(Shape labeling records)
#####

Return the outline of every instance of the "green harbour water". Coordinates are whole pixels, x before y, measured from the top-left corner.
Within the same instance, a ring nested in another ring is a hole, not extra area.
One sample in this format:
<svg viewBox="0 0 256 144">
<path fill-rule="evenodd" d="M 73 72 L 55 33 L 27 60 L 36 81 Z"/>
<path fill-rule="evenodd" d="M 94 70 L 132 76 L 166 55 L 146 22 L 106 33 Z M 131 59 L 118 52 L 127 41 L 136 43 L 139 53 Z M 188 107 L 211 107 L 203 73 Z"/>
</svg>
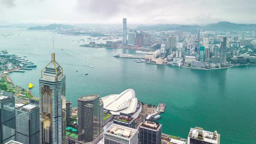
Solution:
<svg viewBox="0 0 256 144">
<path fill-rule="evenodd" d="M 10 32 L 15 35 L 0 36 L 0 50 L 27 56 L 37 67 L 10 76 L 24 88 L 32 82 L 35 96 L 41 70 L 51 60 L 53 35 L 56 61 L 66 77 L 67 99 L 73 107 L 83 95 L 103 97 L 132 88 L 140 101 L 166 104 L 158 120 L 163 133 L 187 138 L 190 128 L 199 126 L 217 130 L 221 144 L 256 143 L 255 65 L 206 71 L 136 63 L 134 59 L 113 57 L 133 54 L 134 50 L 79 47 L 77 41 L 83 39 L 86 42 L 79 44 L 87 44 L 87 36 L 0 28 L 0 35 Z"/>
</svg>

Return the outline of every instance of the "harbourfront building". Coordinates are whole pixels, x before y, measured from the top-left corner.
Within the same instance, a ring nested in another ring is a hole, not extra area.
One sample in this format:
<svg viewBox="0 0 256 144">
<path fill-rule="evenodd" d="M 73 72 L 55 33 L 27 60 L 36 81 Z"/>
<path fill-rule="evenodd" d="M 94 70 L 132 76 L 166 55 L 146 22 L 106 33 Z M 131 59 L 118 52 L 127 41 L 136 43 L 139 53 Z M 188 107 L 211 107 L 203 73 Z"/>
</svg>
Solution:
<svg viewBox="0 0 256 144">
<path fill-rule="evenodd" d="M 201 46 L 200 47 L 199 51 L 199 60 L 200 61 L 204 61 L 204 46 Z"/>
<path fill-rule="evenodd" d="M 16 109 L 16 140 L 24 144 L 39 143 L 39 110 L 31 104 Z"/>
<path fill-rule="evenodd" d="M 102 98 L 101 99 L 104 103 L 104 109 L 113 115 L 119 115 L 120 113 L 127 114 L 136 113 L 136 116 L 132 117 L 135 118 L 141 111 L 141 108 L 138 111 L 136 110 L 138 99 L 135 92 L 132 89 L 127 89 L 119 94 L 109 95 Z M 141 107 L 141 105 L 140 107 Z M 138 111 L 138 113 L 137 113 L 137 111 Z"/>
<path fill-rule="evenodd" d="M 70 121 L 72 115 L 72 102 L 66 101 L 66 122 Z"/>
<path fill-rule="evenodd" d="M 188 136 L 188 144 L 220 144 L 220 135 L 204 131 L 201 128 L 191 128 Z"/>
<path fill-rule="evenodd" d="M 124 18 L 123 19 L 123 45 L 127 44 L 127 25 L 126 18 Z"/>
<path fill-rule="evenodd" d="M 0 92 L 0 144 L 15 140 L 15 121 L 13 94 Z"/>
<path fill-rule="evenodd" d="M 223 66 L 227 65 L 227 37 L 223 37 L 221 42 L 220 53 L 220 65 Z"/>
<path fill-rule="evenodd" d="M 128 42 L 127 45 L 134 46 L 135 44 L 135 33 L 133 32 L 128 32 Z"/>
<path fill-rule="evenodd" d="M 139 128 L 140 144 L 161 144 L 162 125 L 157 121 L 145 120 Z"/>
<path fill-rule="evenodd" d="M 205 59 L 211 58 L 211 52 L 210 48 L 205 48 Z"/>
<path fill-rule="evenodd" d="M 62 67 L 52 60 L 41 71 L 39 79 L 40 140 L 40 144 L 65 143 L 65 76 Z"/>
<path fill-rule="evenodd" d="M 100 140 L 103 132 L 101 105 L 98 95 L 85 95 L 78 98 L 77 140 L 80 143 L 97 143 Z"/>
<path fill-rule="evenodd" d="M 113 124 L 104 132 L 105 144 L 137 144 L 138 130 Z"/>
<path fill-rule="evenodd" d="M 113 120 L 114 123 L 128 127 L 135 128 L 135 121 L 132 115 L 120 113 L 120 115 L 116 117 Z"/>
</svg>

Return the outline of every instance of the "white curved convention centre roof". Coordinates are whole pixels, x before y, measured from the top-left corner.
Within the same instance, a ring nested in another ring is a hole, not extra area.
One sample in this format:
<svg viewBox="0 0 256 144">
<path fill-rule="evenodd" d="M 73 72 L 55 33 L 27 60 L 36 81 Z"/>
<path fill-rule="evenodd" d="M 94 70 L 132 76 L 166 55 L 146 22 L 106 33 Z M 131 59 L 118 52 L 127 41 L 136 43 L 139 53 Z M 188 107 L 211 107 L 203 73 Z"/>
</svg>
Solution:
<svg viewBox="0 0 256 144">
<path fill-rule="evenodd" d="M 129 114 L 136 111 L 138 100 L 135 96 L 133 89 L 128 89 L 119 94 L 109 95 L 101 99 L 104 109 L 112 114 L 118 115 L 120 112 Z"/>
</svg>

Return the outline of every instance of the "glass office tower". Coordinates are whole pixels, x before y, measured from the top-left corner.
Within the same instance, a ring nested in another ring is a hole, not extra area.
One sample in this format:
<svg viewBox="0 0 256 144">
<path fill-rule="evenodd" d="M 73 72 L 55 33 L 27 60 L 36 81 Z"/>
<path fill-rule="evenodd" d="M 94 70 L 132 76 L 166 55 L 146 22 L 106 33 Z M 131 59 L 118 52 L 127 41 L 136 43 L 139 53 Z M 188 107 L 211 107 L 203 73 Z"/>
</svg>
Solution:
<svg viewBox="0 0 256 144">
<path fill-rule="evenodd" d="M 39 81 L 40 144 L 64 143 L 65 77 L 55 61 L 54 52 L 51 61 L 41 71 Z"/>
<path fill-rule="evenodd" d="M 15 121 L 13 94 L 0 92 L 0 144 L 15 140 Z"/>
<path fill-rule="evenodd" d="M 86 95 L 78 98 L 77 132 L 79 142 L 94 143 L 102 134 L 102 104 L 98 95 Z"/>
<path fill-rule="evenodd" d="M 39 107 L 27 104 L 16 111 L 16 141 L 24 144 L 39 143 Z"/>
</svg>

#####

Pick out each line in the data above that contains the word "Return", and copy every such line in full.

Return the outline of every instance of the "green harbour water". Coordinates are whole pixels, x before y, measured from the top-left corner.
Return the outline of every instance of the "harbourfront building". Coordinates are whole pixels, x before y, measured from the top-left corner.
Return the outline of every instance of the "white curved convention centre roof". Coordinates are whole pixels, x before y, measured from the top-left corner.
Return the outline of every instance of the "glass office tower". Coordinates are whole pixels, x before y, measured from the top-left corner.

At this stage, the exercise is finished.